* [WHAT TO PRODUCE]: Below, take the entries from the line with "Find hair tie." to the line with "[322, 69, 443, 302]", both lines included, and rewrite them as a JSON list of strings, one string per line, leaving out blank lines.

— START PROVIDED RECORDS —

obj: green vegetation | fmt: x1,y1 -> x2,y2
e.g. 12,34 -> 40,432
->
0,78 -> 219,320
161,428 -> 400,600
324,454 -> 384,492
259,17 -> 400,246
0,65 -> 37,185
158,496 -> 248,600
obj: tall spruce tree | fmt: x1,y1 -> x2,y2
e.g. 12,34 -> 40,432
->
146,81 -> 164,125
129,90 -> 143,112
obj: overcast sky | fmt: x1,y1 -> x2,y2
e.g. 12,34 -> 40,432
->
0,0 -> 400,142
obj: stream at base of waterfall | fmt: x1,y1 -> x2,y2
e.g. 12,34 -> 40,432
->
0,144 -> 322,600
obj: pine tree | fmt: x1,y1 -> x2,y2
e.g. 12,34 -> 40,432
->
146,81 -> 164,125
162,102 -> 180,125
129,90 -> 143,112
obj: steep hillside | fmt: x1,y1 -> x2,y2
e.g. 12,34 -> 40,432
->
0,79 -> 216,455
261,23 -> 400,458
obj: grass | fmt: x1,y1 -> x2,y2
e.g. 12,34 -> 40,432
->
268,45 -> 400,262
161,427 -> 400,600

— END PROVIDED RECORDS —
— START PROVIDED RECORDS —

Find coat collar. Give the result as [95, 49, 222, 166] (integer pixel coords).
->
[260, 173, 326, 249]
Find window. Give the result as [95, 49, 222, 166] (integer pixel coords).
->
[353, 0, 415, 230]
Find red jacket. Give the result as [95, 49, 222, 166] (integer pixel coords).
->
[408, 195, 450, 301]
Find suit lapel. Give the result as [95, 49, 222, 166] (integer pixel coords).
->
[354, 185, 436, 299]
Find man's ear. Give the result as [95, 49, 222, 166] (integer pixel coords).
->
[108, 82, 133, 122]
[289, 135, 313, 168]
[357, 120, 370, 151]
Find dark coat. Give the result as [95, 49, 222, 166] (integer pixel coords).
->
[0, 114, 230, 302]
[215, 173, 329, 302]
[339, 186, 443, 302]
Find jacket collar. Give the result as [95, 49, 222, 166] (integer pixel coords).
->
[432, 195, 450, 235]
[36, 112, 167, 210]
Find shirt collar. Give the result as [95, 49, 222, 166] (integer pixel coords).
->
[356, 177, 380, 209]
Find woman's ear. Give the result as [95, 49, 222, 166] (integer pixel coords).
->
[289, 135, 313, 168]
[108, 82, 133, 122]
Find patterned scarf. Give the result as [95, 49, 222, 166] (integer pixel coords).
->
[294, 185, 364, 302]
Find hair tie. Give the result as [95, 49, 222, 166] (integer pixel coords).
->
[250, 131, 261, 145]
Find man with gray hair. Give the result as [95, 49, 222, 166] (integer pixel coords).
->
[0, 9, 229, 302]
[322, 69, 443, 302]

— END PROVIDED RECORDS —

* [REPLY]:
[
  "Find hair tie. Give the result as [95, 49, 222, 166] (integer pixel coords).",
  "->",
  "[250, 131, 261, 145]",
  "Find man with gray hair. Give the result as [95, 49, 222, 166] (integer pixel coords).",
  "->",
  "[0, 9, 229, 302]",
  "[322, 69, 443, 302]"
]